Tag: Rhonda Burchmore

REVIEW: The Production Company’s LA CAGE AUX FOLLES

A little more mascara

By Ross Larkin

La Cage Au Folles began as a play in the 70’s by Jean Poiret until it was later remodelled into a musical by Jerry Herman. In 1996, Hollywood created the well-known film version, renaming it The Birdcage. Melbourne’s The Production Company last night opened their version of the musical at The Arts Centre, with Todd McKenney and Simon Burke as gay lovers Albin and Georges and a familiar supporting cast including Rhonda Burchmore, Gary Sweet and Marg Downey.

La Cage Au Folles - Todd McKenney and Les Cagelles

When Georges’ son Jean-Michel (Robert Tripolino) announces his engagement to Anne (Emily Milledge), matters accelerate to hysterical at the prospect of his fiance’s highly conservative and political parents (Sweet and Downey) coming over to meet Jean-Michel’s family.

Decidedly flamboyant transvestite Albin is deemed by Jean-Michel too risky and controversial to meet Anne’s parents and is advised to make himself scarce for the evening. When Jean-Michel’s birth mother fails to show, Albin steps in in all his convincing drag glory under the pretence of being mother himself, and hilarity ensues.

As with any famous and celebrated show, there are unavoidable audience expectations. In the case of La Cage Au Folles, it is safe to assume that giant laughs, flashy songs, spectacular dancing and tremendous energy are all somewhat anticipated.
---
#### Your tasks
**A.** Please rewrite the review starting at the words "When Georges’ son" and ending after "meet Jean-Michel’s family.", with "engagement" changed to "betrothal".
**B.** Answer these questions from the review:
(i) Who remodelled the play into a musical?
(ii) Which actor plays Jean-Michel?
(iii) At what venue did The Production Company open its version?

#### Given data
---
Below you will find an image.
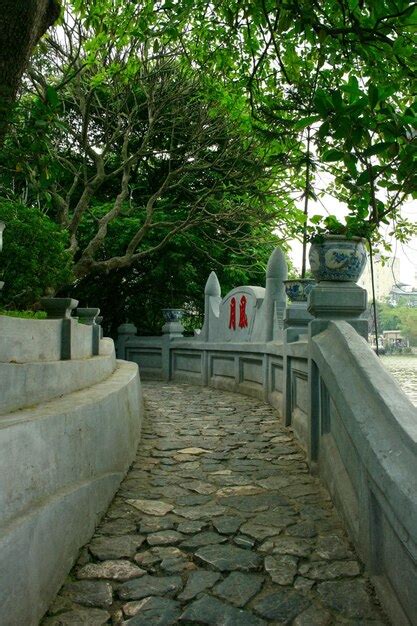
---
#### Expected outputs
**A.**
When Georges’ son Jean-Michel (Robert Tripolino) announces his betrothal to Anne (Emily Milledge), matters accelerate to hysterical at the prospect of his fiance’s highly conservative and political parents (Sweet and Downey) coming over to meet Jean-Michel’s family.

**B.**
(i) Jerry Herman
(ii) Robert Tripolino
(iii) The Arts Centre